Prompt A =
In the passage on Japanese interest rates, what debt-to-GDP ratio is given for Japan?
Prompt B =
Summarize the passage on Japanese interest rates in two sentences.
Prompt C =
Write the next part of the passage on Japanese interest rates, starting after its final sentence.

Selected text =
------------------------------------------------
The consequences, however, could be much deeper if the normalisation process succeeds in bringing interest rates to a level further away from 0%.
One potential implication, for example, could be greater volatility of the yen.  Since Japan has always kept rates at or below 0% for the past 30 years, the currency has been fairly stable. This has made it the preferred currency of carry trade investors, a strategy in which one borrows in a low-yielding currency to finance investments in high-yielding currencies and assets, and the currency used by companies and governments in times of crisis, issuing samurai bonds in the Japanese market. A substantial rise in rates, perhaps coinciding with a cut by other advanced countries, could lead to an appreciation of the yen and an end to the dynamics described above.
Moreover, a rise in rates could be of great benefit to local banks, which would see their profitability increase and, consequently, their attractiveness to foreign investors. As a matter of fact, in the face of rate hike expectations, the price of Japan's main financial stocks has shot up. In the past year, Mitsubishi UFJ Financial Group recorded +90%, Mizuho Financial Group +65% and Sumitomo Mitsui +74%.

In any case, it currently seems unlikely that there will be a lasting shift towards higher rates, as confirmed by the BoJ, which 'anticipates that accommodative financial conditions will be maintained for the time being'.
Indeed, Japan is still grappling with the major structural challenges that have characterised its recent history.
Firstly, it holds the record as the most indebted state in the world in terms of debt-to-GDP ratio, which stands at 250%. The country has been able to sustain such a high level of debt mainly due to the special nature of its holders, as a large part of the bonds are held by domestic investors and the Bank of Japan. Thus, a reduction in government bonds held by the central bank and a substantial increase in rates could increase the portion of debt held by international investors, risking breaking the balance of Japanese debt.
------------------------------------------------
Data for analysis =
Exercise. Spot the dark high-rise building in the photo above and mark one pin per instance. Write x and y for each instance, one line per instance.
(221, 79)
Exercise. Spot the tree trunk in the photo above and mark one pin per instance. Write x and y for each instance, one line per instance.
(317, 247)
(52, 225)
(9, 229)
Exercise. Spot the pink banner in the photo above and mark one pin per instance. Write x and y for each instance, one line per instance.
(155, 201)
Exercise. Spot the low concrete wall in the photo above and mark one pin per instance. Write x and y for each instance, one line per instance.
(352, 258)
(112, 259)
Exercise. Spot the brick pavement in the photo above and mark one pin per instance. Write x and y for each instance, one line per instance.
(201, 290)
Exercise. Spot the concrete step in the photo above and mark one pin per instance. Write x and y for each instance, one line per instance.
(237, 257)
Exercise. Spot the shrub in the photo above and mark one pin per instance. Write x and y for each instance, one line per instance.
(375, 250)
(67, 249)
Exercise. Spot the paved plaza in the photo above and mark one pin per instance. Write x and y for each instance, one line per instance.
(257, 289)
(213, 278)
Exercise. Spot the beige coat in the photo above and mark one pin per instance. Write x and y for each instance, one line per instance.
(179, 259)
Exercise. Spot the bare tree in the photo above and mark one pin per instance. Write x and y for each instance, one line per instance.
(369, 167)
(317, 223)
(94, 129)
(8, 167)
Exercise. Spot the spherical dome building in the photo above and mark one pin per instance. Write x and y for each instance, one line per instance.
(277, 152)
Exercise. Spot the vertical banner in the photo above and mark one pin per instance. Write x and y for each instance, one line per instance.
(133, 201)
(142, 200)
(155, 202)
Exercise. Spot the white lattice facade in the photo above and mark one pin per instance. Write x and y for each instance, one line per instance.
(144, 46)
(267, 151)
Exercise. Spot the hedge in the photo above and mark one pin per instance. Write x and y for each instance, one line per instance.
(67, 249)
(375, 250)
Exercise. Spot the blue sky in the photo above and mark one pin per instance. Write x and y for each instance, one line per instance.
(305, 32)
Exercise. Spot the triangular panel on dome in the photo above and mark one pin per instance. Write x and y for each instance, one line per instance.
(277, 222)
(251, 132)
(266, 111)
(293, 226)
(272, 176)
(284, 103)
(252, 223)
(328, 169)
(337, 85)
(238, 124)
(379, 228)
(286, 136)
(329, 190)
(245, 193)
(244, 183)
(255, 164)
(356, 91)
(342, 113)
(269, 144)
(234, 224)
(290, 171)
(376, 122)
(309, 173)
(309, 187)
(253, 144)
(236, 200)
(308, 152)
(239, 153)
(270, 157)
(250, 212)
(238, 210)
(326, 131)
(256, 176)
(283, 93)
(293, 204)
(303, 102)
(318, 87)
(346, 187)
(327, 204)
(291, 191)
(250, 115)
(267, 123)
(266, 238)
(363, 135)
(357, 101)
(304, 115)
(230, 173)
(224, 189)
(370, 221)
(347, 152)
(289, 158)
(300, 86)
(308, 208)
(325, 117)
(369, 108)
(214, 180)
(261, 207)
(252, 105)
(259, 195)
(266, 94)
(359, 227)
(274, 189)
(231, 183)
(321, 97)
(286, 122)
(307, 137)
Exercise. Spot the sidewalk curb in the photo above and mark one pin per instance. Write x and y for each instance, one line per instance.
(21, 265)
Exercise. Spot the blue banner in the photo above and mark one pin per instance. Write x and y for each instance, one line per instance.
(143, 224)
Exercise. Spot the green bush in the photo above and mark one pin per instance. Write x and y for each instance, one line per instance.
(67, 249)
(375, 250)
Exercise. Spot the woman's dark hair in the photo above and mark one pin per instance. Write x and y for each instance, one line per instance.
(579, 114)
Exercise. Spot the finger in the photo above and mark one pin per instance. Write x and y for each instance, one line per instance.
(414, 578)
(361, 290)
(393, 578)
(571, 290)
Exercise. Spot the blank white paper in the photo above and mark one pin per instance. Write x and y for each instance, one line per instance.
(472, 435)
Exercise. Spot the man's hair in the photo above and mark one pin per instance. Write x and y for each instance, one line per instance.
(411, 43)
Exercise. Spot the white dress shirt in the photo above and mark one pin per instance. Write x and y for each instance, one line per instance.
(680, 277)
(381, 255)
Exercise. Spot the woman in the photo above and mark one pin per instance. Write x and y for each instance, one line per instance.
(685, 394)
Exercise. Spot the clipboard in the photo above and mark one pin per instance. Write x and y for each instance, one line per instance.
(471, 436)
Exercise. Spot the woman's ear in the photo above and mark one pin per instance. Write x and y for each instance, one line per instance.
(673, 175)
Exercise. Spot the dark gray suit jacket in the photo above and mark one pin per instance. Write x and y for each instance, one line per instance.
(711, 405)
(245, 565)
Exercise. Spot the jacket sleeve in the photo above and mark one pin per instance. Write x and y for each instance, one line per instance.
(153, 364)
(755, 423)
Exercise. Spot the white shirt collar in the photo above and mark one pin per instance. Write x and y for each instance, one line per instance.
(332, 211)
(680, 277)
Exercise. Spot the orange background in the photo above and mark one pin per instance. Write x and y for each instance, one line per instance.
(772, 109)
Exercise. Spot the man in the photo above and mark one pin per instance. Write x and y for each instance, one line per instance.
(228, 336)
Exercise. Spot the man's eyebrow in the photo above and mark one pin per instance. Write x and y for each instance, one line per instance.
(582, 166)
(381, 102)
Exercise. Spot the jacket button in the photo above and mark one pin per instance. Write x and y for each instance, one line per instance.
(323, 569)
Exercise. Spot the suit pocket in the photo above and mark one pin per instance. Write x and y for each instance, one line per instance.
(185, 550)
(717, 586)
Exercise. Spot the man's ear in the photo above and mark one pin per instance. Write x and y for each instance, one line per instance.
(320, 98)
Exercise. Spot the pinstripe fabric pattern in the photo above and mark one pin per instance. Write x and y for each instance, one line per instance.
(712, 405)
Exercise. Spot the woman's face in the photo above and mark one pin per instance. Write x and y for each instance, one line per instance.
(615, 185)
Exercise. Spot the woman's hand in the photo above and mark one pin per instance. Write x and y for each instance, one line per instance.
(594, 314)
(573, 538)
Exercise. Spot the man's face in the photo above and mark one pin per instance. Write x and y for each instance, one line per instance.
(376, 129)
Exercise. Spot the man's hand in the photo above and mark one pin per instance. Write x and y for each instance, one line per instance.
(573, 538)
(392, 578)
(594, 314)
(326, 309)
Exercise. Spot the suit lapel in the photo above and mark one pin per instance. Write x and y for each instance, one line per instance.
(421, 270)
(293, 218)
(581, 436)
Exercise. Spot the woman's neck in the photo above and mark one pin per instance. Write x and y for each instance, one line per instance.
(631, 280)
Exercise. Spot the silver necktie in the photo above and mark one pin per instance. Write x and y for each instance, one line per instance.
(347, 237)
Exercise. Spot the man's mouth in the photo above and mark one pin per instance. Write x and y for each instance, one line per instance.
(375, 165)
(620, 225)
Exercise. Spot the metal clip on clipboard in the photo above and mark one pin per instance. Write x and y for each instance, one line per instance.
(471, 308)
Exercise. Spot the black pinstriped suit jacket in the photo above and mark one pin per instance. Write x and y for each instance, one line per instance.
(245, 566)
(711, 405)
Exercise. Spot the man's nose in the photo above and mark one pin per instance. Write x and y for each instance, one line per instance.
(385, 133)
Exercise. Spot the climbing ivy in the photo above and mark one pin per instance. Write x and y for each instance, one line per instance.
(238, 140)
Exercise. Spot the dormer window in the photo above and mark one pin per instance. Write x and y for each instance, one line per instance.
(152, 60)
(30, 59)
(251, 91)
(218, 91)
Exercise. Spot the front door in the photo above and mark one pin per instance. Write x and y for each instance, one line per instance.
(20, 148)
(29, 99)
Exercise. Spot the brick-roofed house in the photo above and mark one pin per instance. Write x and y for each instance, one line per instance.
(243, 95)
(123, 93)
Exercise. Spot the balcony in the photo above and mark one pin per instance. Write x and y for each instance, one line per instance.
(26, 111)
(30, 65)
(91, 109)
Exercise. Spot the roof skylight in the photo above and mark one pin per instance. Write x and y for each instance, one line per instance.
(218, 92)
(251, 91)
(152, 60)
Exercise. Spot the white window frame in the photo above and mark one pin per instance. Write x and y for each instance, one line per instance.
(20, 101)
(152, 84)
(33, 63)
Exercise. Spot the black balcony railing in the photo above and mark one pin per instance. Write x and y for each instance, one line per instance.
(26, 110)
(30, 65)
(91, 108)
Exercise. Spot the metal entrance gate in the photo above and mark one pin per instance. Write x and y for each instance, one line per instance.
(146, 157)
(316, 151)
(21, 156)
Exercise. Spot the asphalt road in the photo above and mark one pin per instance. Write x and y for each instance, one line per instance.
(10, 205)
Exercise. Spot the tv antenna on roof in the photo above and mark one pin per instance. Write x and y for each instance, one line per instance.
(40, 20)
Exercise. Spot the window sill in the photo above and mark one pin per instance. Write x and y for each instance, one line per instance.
------------------------------------------------
Exercise output A =
250%.

Exercise output B =
Moving Japanese interest rates further from 0% could make the yen more volatile, ending its role as a stable funding currency for carry trades and samurai bonds. It could also raise local bank profitability, but the BoJ expects accommodative conditions to persist for now, and Japan's 250% debt-to-GDP ratio, largely held domestically and by the central bank, could become unstable if rates rise and more debt passes to international investors.

Exercise output C =
Another major problem is the ageing population. In terms of records, in fact, the Japanese population is the oldest in the world, with 10% over 80 and almost 30% over 65 (in the second oldest country, Italy, they are 23%). In addition, the fertility rate of 1.2 is well below the rate of 2.1 considered necessary to keep the population stable. This implies increasing pressure on the welfare system, an increase in the propensity to save and a decrease in the propensity to consume and invest. All ingredients that could push prices down again.

In conclusion, it is still too early to define the new monetary policy as 'historic' or rather as 'episodic'. At the moment, in fact, we cannot establish whether we are facing the beginning of a new economic cycle, finally freed from the liquidity trap in which it has been stagnating for too long, or before the eve of a new long phase of stagnation in rates and thus in the country's own growth.
What is certain is that this is in any case a good starting point that bodes well, and one that leads us, in fact, to reconsider exposure to Japanese equities, long absent from our portfolios.